-- start of Quoted passage --

Gold Vol. 1 is a French-language compilation album by Canadian singer Celine Dion, released in France by Versailles on 2 October 1995. It has fourteen rare songs recorded between 1982 and 1988, including the Eurovision-winning "Ne partez pas sans moi". Later, the album was also released in other countries around the world, under many different titles, with many different covers, and by various music labels. Gold Vol. 1 was certified 2× Gold in France, where it peaked at number thirty on the chart. It also charted in Belgium Wallonia, Japan and the United Kingdom.

Background and content
After the success of D'eux, which became the best-selling French-language album of all time, various music labels around the world released compilations with Dion's early and rare recordings from the 1980s. They were issued by various music labels, with different covers and under many various titles: Gold Vol. 1, For You, Les premières années, Ne partez pas sans moi, La Romance, Les premières chansons vol. 1, The Best of Early Years or Classique - A Love Collection. Gold Vol. 1 was released on 2 October 1995 in France, and other titles were issued later in Europe, Asia, Australia and South America.

Critical reception and commercial performance
Rob Theakston of AllMusic gave the album three out of five stars and said that the performances offer a glimpse into the developing style Dion would later make her own. James Christopher Monger also of AllMusic gave the album two and a half out stars and wrote that the album has fourteen tracks in Dion's native French tongue from her pre-Titanic years, all of which were very popular in Canada and France.

-- end of Quoted passage --
-- start of Given records --

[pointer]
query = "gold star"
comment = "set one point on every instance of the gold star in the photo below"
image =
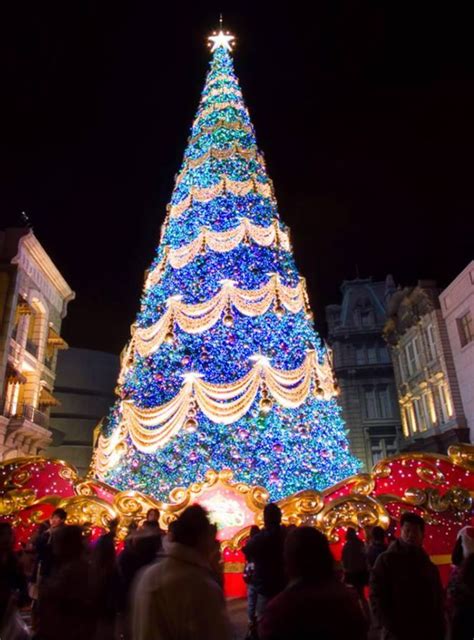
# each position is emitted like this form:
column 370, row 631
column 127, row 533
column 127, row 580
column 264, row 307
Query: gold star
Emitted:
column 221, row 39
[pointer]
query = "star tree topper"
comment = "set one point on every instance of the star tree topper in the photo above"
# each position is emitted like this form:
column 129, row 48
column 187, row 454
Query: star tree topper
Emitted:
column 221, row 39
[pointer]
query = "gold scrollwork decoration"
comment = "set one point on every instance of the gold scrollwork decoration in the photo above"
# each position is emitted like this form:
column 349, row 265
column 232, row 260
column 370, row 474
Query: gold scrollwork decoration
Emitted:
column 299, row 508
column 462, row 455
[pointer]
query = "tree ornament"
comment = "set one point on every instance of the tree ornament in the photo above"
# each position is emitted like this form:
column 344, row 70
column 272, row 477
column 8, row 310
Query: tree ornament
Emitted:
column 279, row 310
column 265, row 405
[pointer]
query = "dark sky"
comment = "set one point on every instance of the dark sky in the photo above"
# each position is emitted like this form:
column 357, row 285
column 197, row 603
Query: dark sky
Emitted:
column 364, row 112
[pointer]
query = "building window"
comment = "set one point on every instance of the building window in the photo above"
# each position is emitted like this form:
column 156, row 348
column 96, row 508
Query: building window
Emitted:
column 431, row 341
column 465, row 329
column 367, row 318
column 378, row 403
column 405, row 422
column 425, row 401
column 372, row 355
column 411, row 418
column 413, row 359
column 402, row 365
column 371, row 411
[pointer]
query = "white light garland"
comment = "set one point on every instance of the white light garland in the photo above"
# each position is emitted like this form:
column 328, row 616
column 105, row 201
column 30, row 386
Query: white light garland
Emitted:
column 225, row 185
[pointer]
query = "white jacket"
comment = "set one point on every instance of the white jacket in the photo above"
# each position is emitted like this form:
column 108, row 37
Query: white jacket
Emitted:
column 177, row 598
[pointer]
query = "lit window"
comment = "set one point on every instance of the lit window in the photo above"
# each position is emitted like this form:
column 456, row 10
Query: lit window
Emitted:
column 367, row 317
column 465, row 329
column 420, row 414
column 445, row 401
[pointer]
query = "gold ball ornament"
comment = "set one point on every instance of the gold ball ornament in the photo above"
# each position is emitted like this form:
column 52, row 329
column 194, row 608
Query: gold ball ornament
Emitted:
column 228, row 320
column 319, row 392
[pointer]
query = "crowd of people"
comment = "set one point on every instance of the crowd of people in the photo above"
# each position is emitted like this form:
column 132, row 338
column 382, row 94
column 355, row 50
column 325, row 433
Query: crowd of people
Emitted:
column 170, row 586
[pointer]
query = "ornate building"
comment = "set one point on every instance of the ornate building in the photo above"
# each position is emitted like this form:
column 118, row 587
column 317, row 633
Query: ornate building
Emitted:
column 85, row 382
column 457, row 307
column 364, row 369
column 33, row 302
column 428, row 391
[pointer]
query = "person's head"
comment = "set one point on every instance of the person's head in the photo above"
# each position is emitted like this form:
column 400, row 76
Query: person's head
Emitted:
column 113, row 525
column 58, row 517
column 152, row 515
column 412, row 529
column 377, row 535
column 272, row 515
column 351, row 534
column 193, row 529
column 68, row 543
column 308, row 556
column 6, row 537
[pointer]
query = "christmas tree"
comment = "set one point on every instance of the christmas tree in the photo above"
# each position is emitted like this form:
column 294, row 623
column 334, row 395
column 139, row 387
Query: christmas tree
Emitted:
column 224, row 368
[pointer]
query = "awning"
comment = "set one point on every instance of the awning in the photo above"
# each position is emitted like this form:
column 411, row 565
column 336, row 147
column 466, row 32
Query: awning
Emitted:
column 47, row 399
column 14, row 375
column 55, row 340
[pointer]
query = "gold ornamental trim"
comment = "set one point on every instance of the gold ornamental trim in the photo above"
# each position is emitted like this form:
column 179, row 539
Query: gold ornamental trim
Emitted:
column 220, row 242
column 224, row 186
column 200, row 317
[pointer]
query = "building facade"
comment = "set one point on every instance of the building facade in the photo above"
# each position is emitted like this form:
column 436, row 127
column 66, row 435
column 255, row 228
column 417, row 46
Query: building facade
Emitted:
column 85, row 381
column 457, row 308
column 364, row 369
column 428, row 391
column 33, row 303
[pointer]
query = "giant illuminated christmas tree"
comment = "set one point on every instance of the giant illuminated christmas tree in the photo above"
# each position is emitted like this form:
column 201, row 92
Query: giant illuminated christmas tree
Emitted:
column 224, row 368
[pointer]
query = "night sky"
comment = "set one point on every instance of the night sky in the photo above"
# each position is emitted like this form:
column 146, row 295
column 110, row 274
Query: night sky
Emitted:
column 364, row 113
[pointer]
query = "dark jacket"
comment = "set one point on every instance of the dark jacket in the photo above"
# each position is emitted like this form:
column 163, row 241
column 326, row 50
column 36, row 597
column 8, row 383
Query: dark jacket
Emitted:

-- end of Given records --

Jobs >>
• 1. In the Gold Vol. 1 article, what position did the album reach on the chart in France?
• 2. Decide whether each statement agrees with the Gold Vol. 1 article, and support each yes or no with the deciding words quoted from it. (a) The album's songs were recorded between 1982 and 1988. (b) Rob Theakston gave the album four out of five stars. (c) Gold Vol. 1 came out in France before the other titles were issued elsewhere.
• 3. Reproduce word for word everything in the Gold Vol. 1 article from "Background and content" down to "and South America.".

Solved problems >>
• 1. It peaked at number thirty.

• 2.
(a) Yes: "fourteen rare songs recorded between 1982 and 1988"
(b) No: "Rob Theakston of AllMusic gave the album three out of five stars"
(c) Yes: "Gold Vol. 1 was released on 2 October 1995 in France, and other titles were issued later in Europe, Asia, Australia and South America"

• 3.
Background and content
After the success of D'eux, which became the best-selling French-language album of all time, various music labels around the world released compilations with Dion's early and rare recordings from the 1980s. They were issued by various music labels, with different covers and under many various titles: Gold Vol. 1, For You, Les premières années, Ne partez pas sans moi, La Romance, Les premières chansons vol. 1, The Best of Early Years or Classique - A Love Collection. Gold Vol. 1 was released on 2 October 1995 in France, and other titles were issued later in Europe, Asia, Australia and South America.